Region annotation entries
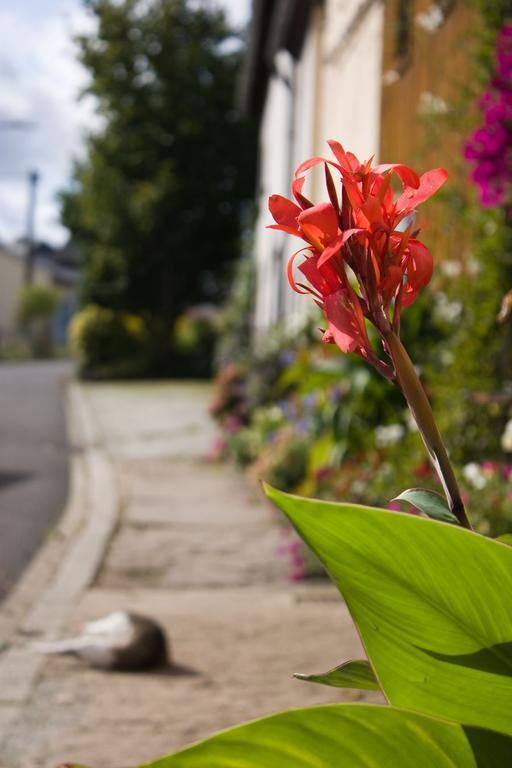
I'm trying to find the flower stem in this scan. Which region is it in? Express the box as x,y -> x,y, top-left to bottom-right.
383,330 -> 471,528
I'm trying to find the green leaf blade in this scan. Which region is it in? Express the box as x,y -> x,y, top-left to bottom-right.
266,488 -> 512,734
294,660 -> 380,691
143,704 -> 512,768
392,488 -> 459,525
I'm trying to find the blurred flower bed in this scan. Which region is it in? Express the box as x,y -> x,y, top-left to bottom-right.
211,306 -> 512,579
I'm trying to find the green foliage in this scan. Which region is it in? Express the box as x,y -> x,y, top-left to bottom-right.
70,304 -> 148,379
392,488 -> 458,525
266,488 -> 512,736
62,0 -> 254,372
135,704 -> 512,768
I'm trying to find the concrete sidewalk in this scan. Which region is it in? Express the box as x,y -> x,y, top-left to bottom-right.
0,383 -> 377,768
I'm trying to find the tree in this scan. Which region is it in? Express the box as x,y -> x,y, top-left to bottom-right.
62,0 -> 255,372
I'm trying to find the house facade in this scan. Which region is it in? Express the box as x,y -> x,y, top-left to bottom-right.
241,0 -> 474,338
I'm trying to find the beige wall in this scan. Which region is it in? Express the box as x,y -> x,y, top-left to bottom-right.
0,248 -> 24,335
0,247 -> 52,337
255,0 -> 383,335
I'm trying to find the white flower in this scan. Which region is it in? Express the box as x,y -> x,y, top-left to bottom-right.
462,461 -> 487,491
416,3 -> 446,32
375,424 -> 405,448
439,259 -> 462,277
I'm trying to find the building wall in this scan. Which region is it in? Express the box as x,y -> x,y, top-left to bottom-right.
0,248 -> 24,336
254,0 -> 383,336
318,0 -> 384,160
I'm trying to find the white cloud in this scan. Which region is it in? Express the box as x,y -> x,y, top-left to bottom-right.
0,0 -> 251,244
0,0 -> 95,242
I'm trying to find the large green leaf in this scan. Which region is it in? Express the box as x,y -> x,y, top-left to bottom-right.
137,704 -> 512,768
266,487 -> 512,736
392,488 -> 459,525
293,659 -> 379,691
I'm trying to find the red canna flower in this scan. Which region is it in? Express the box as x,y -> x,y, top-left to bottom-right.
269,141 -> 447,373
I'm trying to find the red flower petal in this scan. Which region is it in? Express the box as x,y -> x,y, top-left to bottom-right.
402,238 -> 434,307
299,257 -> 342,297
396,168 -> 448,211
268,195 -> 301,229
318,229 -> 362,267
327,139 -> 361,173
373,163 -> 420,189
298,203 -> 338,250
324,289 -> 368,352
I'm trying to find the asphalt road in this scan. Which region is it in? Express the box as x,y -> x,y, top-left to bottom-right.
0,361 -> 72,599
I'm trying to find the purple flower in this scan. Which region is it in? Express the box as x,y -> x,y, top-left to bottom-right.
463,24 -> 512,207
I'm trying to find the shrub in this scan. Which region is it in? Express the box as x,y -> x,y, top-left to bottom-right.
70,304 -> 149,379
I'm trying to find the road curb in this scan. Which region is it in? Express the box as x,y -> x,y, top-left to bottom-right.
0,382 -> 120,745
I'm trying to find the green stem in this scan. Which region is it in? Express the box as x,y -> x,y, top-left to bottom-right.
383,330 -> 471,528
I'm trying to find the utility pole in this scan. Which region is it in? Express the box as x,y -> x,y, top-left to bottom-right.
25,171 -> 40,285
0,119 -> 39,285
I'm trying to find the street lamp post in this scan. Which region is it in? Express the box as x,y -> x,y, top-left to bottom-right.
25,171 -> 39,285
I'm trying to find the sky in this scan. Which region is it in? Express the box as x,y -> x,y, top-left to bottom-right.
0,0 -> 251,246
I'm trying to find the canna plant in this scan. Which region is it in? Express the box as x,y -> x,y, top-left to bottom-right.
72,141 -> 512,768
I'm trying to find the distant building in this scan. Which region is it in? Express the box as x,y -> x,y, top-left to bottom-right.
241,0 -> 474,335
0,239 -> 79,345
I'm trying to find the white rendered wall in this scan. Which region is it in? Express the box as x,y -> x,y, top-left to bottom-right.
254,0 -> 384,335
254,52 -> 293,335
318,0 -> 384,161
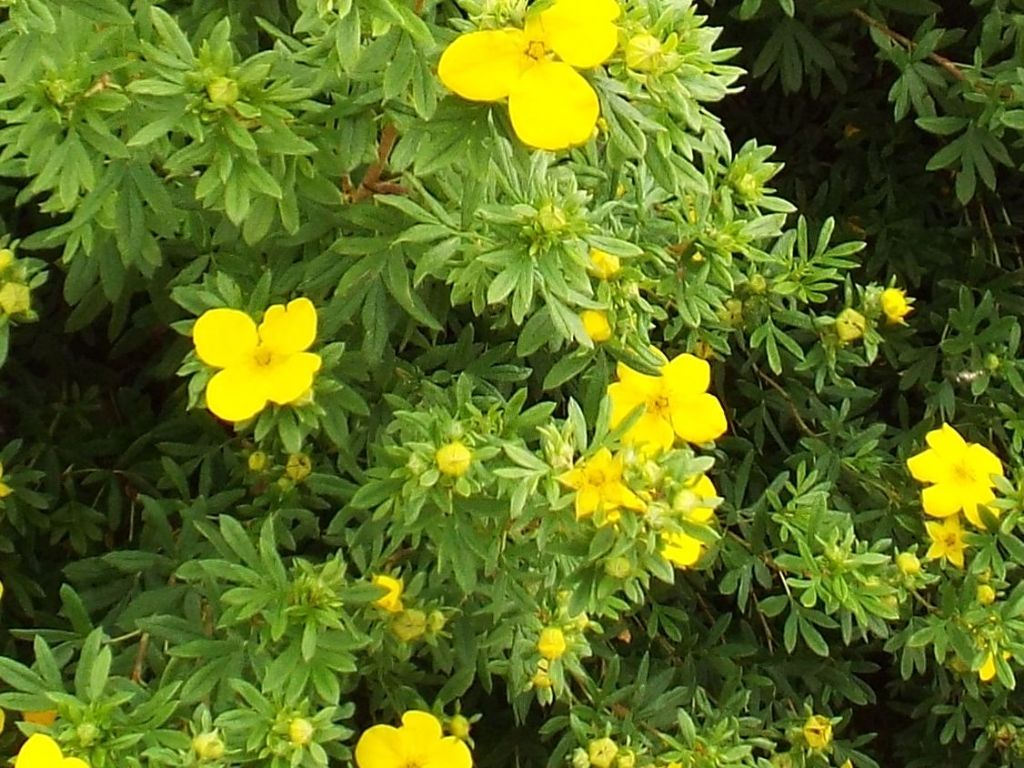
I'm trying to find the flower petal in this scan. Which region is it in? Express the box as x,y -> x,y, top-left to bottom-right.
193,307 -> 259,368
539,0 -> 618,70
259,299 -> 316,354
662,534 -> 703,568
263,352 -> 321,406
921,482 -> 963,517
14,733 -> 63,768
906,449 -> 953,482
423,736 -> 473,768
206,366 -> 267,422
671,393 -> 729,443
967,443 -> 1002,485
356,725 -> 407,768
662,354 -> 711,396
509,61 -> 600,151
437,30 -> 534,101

==

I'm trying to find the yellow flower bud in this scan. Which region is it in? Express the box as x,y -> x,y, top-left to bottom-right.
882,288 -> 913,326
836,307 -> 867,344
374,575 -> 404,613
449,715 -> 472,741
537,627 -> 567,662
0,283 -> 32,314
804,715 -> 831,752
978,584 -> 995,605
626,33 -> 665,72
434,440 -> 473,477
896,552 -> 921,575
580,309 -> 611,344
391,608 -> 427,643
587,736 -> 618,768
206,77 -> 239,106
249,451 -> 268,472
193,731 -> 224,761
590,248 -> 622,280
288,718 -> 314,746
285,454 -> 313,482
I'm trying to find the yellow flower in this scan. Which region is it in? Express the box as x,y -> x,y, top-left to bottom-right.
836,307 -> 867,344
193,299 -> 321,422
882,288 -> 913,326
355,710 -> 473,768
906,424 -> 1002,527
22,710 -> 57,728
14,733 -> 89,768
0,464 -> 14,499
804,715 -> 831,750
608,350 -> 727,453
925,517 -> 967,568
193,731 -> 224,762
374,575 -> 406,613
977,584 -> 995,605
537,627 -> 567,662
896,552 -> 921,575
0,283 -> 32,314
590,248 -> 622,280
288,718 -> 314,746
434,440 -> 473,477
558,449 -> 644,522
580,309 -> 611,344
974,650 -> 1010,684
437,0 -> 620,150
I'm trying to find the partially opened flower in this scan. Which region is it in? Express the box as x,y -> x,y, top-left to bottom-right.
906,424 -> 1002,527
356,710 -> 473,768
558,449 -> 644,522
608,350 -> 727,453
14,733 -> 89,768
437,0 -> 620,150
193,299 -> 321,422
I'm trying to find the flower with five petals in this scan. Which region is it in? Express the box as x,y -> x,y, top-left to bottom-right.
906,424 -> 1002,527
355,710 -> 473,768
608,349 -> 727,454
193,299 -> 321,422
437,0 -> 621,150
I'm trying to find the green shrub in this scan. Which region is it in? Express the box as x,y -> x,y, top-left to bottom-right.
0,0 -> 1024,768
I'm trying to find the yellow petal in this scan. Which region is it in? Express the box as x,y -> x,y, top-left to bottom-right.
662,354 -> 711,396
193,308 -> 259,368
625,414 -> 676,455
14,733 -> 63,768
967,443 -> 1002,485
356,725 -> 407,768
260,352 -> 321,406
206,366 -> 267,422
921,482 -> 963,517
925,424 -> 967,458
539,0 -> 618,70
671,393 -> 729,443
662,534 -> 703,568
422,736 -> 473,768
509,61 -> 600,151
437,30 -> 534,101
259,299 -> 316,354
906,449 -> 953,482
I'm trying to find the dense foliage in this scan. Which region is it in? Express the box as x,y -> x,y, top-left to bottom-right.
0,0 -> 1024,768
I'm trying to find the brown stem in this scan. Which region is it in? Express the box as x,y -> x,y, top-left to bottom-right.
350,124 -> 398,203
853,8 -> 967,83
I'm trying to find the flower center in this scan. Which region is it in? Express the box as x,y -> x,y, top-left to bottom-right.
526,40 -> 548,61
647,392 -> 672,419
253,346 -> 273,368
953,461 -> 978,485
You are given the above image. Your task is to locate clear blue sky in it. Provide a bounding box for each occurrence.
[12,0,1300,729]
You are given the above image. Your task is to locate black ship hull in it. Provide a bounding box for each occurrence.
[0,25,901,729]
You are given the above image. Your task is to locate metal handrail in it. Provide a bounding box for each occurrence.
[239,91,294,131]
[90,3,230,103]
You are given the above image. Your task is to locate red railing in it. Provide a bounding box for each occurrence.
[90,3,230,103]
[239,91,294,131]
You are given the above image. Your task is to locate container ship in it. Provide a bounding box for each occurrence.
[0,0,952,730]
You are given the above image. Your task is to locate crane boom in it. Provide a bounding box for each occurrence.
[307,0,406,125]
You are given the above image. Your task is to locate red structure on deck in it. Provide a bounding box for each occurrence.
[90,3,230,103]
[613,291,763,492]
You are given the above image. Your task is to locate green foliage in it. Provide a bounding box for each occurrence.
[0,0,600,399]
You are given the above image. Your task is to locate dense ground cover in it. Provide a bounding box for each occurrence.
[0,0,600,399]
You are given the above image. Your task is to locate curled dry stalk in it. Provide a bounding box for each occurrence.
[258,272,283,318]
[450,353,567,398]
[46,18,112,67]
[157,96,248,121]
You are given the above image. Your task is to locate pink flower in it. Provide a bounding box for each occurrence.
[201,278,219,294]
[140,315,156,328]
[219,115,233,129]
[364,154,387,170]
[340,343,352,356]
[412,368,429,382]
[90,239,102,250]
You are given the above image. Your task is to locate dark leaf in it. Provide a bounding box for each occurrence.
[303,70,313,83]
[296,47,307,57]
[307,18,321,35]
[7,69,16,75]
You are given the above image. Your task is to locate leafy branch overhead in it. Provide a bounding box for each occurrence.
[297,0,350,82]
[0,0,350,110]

▶ _SHORT TASK_:
Lay out the records in the part that opens with the line containing "to locate green" and closes with the line containing "[0,0,350,110]" as a two-column CSV with the headers "prompt" and "boxes". Give one row per record, put each field in double quotes, and replace line breaks with spaces.

▶ _RESPONSE_:
prompt,boxes
"You are given the above image. Your task is to locate green foliage in it. Provide a bounding box for each occurrence.","[0,0,600,399]"
"You are given the above image. Your task is to locate dense ground cover in it. Provide a bounding box for each occurrence.","[0,0,600,399]"
"You are given the above image. Your task is to locate curled dry stalk in it. Provide a bounding box for each occurrence.","[258,272,283,318] [450,353,567,398] [46,18,112,67] [157,96,248,121]"
"You are given the above image. Your task is to locate pink flower in it. Provide a bounding box for each occurrence.","[201,278,219,294] [140,315,156,328] [219,115,233,129] [364,154,387,170] [340,343,352,356] [412,368,429,382] [90,239,102,250]"
"You are given the above image. Your task is to locate dark leaf in it. Provide a bounding box for each occurrence.","[303,70,313,83] [296,47,307,57] [307,18,321,35] [7,69,16,75]"
"You are given the above image. Your task is to locate leafy branch overhead in it. Provide a bounding box for each occurrence.","[297,0,350,82] [0,0,350,110]"